(Exercise aim): Search the records for "below". Report every line where it occurs.

(Referring expression data):
═══
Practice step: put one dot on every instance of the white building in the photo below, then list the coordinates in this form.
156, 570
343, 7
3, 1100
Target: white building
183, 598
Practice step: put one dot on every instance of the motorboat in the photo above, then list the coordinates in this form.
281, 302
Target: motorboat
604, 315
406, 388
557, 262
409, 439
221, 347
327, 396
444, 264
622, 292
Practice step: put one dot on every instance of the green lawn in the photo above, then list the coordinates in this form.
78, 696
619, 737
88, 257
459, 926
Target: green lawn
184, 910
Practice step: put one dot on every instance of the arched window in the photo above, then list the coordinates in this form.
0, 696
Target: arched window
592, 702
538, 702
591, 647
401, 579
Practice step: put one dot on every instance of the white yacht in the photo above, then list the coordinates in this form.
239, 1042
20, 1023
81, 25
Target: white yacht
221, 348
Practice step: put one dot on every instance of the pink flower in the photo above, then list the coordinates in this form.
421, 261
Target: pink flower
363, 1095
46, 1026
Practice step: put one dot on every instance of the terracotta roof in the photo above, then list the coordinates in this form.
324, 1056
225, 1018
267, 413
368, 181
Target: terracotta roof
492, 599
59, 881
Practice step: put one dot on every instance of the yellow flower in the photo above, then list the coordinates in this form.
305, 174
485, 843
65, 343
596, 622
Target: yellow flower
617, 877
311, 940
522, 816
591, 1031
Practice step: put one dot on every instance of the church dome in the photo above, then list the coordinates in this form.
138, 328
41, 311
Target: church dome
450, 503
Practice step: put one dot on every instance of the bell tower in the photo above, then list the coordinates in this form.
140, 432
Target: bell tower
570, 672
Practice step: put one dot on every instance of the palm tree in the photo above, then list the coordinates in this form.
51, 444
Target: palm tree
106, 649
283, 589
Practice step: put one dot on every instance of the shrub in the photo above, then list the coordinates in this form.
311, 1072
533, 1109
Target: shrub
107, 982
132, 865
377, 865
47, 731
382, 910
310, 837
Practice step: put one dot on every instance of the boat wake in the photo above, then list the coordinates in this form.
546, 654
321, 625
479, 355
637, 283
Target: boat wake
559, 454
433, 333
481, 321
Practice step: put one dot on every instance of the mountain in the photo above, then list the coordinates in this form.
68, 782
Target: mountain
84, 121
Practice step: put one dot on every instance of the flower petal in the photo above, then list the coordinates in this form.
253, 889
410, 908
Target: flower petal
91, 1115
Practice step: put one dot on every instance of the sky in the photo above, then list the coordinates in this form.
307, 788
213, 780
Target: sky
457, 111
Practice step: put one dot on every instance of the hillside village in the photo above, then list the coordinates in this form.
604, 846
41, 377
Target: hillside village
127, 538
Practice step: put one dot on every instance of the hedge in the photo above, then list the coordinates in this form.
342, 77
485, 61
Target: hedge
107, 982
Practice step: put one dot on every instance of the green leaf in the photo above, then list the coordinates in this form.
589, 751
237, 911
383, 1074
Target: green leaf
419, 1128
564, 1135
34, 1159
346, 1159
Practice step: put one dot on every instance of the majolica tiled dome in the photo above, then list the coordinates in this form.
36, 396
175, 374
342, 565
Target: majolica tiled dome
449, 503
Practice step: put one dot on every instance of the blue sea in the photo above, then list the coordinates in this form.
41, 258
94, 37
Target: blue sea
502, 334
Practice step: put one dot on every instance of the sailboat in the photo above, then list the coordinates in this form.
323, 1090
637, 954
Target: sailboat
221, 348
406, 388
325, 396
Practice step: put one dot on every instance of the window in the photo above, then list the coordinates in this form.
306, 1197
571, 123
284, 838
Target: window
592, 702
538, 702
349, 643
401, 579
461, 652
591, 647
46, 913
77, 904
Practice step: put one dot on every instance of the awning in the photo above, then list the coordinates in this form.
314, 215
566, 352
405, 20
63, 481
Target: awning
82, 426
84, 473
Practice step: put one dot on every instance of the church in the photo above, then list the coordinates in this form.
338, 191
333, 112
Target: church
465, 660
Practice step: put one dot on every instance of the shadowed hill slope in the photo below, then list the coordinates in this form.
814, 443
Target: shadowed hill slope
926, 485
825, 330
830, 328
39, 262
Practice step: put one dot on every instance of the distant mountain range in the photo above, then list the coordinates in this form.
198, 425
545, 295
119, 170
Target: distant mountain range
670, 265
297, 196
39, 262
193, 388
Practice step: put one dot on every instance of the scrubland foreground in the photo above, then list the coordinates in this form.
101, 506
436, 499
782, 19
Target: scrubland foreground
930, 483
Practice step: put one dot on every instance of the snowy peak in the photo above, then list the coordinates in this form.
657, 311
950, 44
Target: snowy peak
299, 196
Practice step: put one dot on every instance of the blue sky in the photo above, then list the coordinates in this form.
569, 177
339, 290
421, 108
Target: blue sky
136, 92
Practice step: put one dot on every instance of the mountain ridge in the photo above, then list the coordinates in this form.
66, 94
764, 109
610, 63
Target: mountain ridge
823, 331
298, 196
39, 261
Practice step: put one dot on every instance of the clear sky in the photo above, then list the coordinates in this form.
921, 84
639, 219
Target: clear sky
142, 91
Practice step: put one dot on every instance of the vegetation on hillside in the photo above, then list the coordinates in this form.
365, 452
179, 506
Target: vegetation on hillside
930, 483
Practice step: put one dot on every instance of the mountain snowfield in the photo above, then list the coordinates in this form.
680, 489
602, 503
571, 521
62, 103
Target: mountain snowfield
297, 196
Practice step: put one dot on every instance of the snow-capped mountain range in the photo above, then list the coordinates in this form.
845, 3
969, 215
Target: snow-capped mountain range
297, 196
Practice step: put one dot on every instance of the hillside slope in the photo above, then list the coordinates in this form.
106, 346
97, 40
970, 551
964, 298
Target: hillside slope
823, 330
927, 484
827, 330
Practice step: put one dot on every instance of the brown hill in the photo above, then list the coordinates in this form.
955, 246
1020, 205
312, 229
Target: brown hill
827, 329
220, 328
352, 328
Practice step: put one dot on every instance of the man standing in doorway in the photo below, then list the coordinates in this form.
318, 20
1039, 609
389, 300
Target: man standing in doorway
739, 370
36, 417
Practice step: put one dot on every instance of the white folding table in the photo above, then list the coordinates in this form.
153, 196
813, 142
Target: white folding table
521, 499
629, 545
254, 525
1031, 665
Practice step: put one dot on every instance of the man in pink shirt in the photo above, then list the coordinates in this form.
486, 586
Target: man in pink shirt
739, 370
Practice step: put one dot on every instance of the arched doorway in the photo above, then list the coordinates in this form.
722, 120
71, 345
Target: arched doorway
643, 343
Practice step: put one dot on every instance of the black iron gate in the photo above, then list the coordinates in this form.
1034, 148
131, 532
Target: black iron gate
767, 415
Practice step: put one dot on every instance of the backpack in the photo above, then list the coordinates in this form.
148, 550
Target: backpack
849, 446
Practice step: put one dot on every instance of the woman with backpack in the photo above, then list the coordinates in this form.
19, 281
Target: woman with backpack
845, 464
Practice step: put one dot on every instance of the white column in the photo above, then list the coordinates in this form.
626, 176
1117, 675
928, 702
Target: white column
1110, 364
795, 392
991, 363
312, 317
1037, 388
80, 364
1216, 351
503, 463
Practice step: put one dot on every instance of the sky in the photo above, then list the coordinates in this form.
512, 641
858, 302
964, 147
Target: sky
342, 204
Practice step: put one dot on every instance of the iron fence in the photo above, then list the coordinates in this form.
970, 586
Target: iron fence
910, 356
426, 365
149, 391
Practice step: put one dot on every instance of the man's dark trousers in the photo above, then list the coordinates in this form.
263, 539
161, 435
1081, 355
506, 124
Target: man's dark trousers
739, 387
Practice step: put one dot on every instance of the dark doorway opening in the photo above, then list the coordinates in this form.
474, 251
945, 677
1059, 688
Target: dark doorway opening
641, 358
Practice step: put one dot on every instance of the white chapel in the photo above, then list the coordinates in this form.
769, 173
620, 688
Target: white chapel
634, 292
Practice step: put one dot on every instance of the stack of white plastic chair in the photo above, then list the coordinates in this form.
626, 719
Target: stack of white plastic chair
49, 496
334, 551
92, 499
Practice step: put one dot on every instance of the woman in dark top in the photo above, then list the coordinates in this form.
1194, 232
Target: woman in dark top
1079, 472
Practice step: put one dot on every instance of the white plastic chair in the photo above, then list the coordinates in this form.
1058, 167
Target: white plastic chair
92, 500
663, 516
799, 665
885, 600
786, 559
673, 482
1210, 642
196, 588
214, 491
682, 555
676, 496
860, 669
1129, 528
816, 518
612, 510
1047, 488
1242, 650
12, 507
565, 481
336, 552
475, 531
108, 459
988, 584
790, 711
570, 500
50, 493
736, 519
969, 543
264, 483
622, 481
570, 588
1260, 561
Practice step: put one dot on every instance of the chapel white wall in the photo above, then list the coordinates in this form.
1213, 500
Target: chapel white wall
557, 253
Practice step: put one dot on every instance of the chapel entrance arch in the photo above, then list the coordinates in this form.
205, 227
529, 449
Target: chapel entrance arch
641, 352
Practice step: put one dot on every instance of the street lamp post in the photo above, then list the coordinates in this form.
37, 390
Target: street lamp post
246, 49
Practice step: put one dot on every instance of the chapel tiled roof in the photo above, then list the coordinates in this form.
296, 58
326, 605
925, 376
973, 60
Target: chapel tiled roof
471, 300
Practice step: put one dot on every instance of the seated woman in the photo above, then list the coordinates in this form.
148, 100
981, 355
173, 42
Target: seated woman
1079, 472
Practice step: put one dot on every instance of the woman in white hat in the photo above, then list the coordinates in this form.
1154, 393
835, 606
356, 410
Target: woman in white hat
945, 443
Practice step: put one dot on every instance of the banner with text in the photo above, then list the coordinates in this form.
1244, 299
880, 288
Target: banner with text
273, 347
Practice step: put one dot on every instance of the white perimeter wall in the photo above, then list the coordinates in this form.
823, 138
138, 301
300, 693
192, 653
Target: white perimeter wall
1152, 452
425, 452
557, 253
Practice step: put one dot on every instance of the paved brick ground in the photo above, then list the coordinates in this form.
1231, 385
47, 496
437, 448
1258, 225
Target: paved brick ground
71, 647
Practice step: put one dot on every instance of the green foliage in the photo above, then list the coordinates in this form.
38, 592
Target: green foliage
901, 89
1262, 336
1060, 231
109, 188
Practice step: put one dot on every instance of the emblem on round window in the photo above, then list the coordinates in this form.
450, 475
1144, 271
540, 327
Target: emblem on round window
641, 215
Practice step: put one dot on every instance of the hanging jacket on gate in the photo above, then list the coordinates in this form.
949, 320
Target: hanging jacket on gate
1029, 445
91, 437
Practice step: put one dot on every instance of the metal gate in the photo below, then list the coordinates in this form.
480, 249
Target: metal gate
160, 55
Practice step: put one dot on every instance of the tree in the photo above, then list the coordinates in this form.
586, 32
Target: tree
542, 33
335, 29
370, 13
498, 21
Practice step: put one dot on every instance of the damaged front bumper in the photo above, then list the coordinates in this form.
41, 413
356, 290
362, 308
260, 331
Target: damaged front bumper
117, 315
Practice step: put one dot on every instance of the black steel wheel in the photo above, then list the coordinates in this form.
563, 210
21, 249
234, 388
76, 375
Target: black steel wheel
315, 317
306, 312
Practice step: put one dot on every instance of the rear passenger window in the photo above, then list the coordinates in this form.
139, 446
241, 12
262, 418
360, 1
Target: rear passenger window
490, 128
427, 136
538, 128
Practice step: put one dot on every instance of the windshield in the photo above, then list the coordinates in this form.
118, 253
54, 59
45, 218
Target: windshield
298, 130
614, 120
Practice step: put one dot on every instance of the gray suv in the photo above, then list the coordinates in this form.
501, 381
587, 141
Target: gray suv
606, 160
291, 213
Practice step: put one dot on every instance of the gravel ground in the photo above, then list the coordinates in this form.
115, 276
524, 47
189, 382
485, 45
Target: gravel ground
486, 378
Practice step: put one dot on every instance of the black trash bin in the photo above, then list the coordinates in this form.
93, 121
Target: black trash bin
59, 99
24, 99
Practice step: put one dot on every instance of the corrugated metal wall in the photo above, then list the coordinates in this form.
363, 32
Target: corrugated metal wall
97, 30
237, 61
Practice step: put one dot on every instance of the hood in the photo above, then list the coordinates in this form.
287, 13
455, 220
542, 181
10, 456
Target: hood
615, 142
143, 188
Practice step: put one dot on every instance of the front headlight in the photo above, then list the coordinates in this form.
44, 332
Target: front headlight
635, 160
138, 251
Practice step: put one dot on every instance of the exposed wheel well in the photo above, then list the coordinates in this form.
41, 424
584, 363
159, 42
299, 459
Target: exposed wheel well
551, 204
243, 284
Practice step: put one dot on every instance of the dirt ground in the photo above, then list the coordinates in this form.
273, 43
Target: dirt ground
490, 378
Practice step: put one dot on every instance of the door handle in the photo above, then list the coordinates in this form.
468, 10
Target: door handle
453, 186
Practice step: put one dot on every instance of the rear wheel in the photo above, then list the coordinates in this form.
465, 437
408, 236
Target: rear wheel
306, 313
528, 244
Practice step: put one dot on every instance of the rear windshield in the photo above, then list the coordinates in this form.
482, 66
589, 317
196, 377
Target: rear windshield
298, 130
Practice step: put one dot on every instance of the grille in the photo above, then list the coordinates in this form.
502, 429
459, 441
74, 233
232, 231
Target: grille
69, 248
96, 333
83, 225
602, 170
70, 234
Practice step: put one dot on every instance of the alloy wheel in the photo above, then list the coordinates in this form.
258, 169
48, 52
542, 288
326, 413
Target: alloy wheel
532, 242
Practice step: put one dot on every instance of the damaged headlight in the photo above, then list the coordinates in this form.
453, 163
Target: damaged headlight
═══
(Answer section):
Practice step: put one dot on every instance of the white building in the photo below, then list the coordinates in this form.
Practice step: put one dot on every instance of the shadowed hill slope in the photo below, then list the coordinates in this form.
Practice step: put one dot on every instance of the man standing in doorway in the photo below, then list the coordinates in this form.
Practice step: put one dot on every instance of the metal gate in the photo below, then list the coordinates in this form.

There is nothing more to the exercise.